##### Text #####

What inspires you outside of your genre?
I’m obsessed with movies, in fact at one time I wanted to be a filmmaker. Going to UCLA and realizing how harsh the film industry is crushed that dream. But I still feel very inspired by cinematic techniques, both in writing, and in performing and directing circus shows. I love the way great films reveal information through little visual codes, or create tension through what you’re seeing and not seeing. We live in such a visual society that it’s hard not to be drawn into striking aesthetics, and film is such a strong influence on how we view the world around us, even in real life.
(Teaser for Genie’s solo show)

#####

**Short exercise 1**
Reproduce the part of the interview text between "What inspires you" and "in real life.", inclusive, word for word.

##### Supplied material #####

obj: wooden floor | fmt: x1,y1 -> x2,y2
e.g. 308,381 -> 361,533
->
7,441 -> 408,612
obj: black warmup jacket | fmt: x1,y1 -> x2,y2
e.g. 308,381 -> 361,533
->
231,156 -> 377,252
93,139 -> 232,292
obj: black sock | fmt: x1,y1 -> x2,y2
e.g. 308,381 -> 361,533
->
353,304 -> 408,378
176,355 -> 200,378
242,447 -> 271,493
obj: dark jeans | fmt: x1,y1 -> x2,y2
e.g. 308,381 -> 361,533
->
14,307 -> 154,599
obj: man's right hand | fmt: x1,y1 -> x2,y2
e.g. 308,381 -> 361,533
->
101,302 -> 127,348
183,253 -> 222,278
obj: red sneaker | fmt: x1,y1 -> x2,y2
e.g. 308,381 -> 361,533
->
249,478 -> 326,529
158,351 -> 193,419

#####
##### Supplied material #####

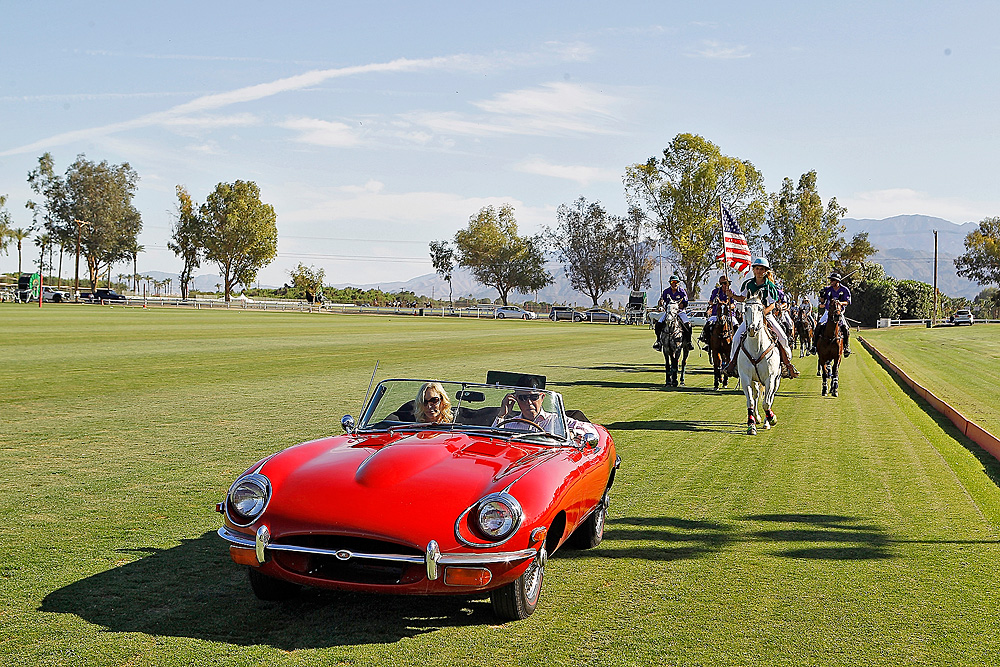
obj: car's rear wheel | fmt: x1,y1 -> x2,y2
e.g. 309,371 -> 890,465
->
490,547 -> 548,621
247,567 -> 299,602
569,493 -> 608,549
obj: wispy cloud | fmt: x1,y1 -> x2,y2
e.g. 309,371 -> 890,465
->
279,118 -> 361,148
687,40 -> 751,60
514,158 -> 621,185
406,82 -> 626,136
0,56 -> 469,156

#####
##### Supplied material #####

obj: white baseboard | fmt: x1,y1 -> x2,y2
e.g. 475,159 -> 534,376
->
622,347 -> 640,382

#####

**Short exercise 2**
Write out the records again, from the line holding "obj: wooden floor | fmt: x1,y1 -> x2,y2" through the line holding "183,253 -> 222,278", inclusive. Keep the requests and add 12 to every coordinate in the answers.

**Worked answer 1**
What inspires you outside of your genre?
I’m obsessed with movies, in fact at one time I wanted to be a filmmaker. Going to UCLA and realizing how harsh the film industry is crushed that dream. But I still feel very inspired by cinematic techniques, both in writing, and in performing and directing circus shows. I love the way great films reveal information through little visual codes, or create tension through what you’re seeing and not seeing. We live in such a visual society that it’s hard not to be drawn into striking aesthetics, and film is such a strong influence on how we view the world around us, even in real life.

**Worked answer 2**
obj: wooden floor | fmt: x1,y1 -> x2,y2
e.g. 308,381 -> 361,533
->
19,453 -> 420,624
obj: black warmup jacket | fmt: x1,y1 -> x2,y2
e.g. 308,381 -> 361,533
->
243,168 -> 389,264
105,151 -> 244,304
obj: black sock | fmt: x1,y1 -> x2,y2
e.g. 308,381 -> 361,533
->
365,316 -> 420,390
188,367 -> 212,390
254,459 -> 283,505
obj: dark jeans | fmt: x1,y1 -> x2,y2
e.g. 308,381 -> 361,533
->
26,319 -> 166,611
obj: man's right hand | fmt: x1,y1 -> x2,y2
e.g. 308,381 -> 361,533
->
113,314 -> 139,360
195,265 -> 234,290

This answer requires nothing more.